**Problem statement:**
Rewrite each of the records below, changing "integer pixel coordinates" to "whole-number pixel coordinates" and leaving everything else as it is.

==== Rows ====

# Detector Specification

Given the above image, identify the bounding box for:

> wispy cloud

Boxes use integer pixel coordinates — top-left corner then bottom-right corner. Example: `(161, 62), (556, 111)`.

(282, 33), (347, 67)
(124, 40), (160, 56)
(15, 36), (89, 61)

====

**Task solution:**
# Detector Specification

Given the above image, identify the bounding box for:

> wispy cloud

Boxes use whole-number pixel coordinates — top-left corner then bottom-right corner. Example: `(161, 62), (556, 111)`.

(282, 33), (347, 67)
(124, 40), (160, 56)
(15, 36), (89, 61)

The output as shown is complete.